Zeugodacus cucurbitae

Melon fly
Previous scientific names: Dacus cucurbitae, Chaetodacus cucurbitae, Strumeta cucurbitae, Dacus (Strumeta) cucurbitae, Dacus (Zeugodacus) cucurbitae, Bactrocera cucurbitae

Diagnosis

Morphological – adult

Features include;

  • medium sized species
  • large black facial spots present
  • postpronotal lobes and notopleura yellow
  • scutum red-brown with or without fuscous markings, mesopleural stripe reaching midway between anterior margin of notopleuron and anterior npl. seta, lateral postsutural vittae beginning anterior to mesonotal suture, narrow medial postsutural vitta present, scuttelum yellow
  • wing with a broad fuscous costal band expanding into a fuscous spot at wing apex, a broad fuscous anal streak, dark fuscous along dm-cu crossvein, pale infuscation along r-m crossvein, cells bc and c colourless, microtrichia in outer corner of cell c only
  • abdominal terga III-V orange-brown except for a narrow transverse black band across anterior margin of tergum III which expands over anterolateral corners, a narrow medial longitudinal dark fuscous to black band over all three terga and anterolateral corners of terga IV and V fuscous
  • posterior lobe of male surstylus long; female with aculeus needle shaped (Drew 1989; Drew and Romig 2013).

Morphological – larvae

See White and Elson-Harris 1992 p. 268

Molecular

PCR-RFLP Test 1

BsrI: Does not cut

HinfI: Does not cut

HhaI: 400, 180

Sau3AI: Does not cut

SnaBI: Does not cut

SspI: Does not cut

Vspl: Does not cut

Approximate ITS1 fragment length – gel: 600 bp

PCR-RFLP Test 2

RsaI produces a highly diagnostic restriction pattern; other useful enzymes are AluI, CfoI, DraI, HinfI, Sau3A, SspI. See Restriction enzyme haplotype chart and Diagnostic restriction patterns.

Work instructions>
#1 For each statement, say yes or no to whether it agrees with the melon fly entry, and quote the words from the entry that settle it.
(a) The adult's postpronotal lobes and notopleura are yellow.
(b) Cells bc and c of the wing are dark fuscous.
(c) In PCR-RFLP Test 1, HinfI cuts the fragment.
#2 Answer these questions from the melon fly entry:
(a) What is the approximate ITS1 fragment length on the gel?
(b) What shape is the female's aculeus?
(c) Which enzyme produces a highly diagnostic restriction pattern in PCR-RFLP Test 2?
#3 Write a continuation of the melon fly entry, starting after its last sentence.
The listing after this point is separate material, unrelated to the melon fly entry.

The data>
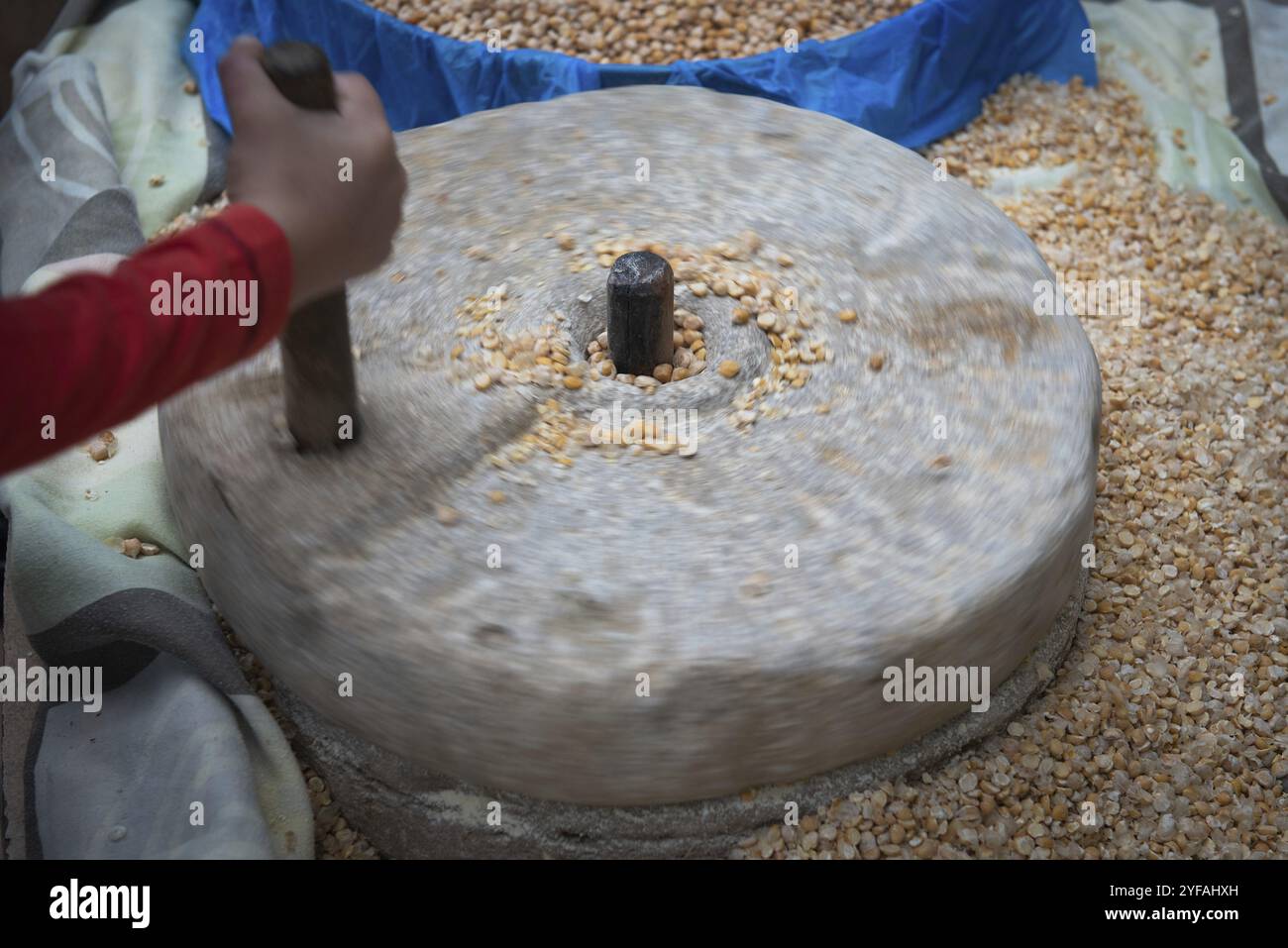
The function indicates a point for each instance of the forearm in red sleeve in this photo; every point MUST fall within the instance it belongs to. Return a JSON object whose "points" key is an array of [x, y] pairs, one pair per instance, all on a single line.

Your responses>
#1
(a) Yes: "postpronotal lobes and notopleura yellow"
(b) No: "cells bc and c colourless"
(c) No: "HinfI: Does not cut"

#2
(a) 600 bp
(b) Needle shaped
(c) RsaI

#3
RsaI: 410, 400, 310, 290

Host Range

Polyphagous. Primarily a pest of cucurbits but recorded on 44 hosts from 12 families including Cucurbitaceae, Fabaceae, Malvaceae, Myrtaceae and Solanaceae. Main commercial hosts include watermelon, rockmelon, cucumber, pumpkin, bitter melon, edible Luffa, ivy gourd, wax gourd, bean and tomato. For a full list of recorded hosts see Allwood et al. 1999; Leblanc et al. 2012.

Major commercial hosts (Drew 1989, Allwood et al. 1999):

  • Coccinia grandis (ivy gourd)
  • Cucurbita pepo (ornamental gourd)
  • Cucumis melo (melon)
  • Momordica charantia
  • Cucumis satinus
  • Trichosanthes cucumerina var. anguinea (snakegourd)
  • Cucurbita maxima (giant pumpkin)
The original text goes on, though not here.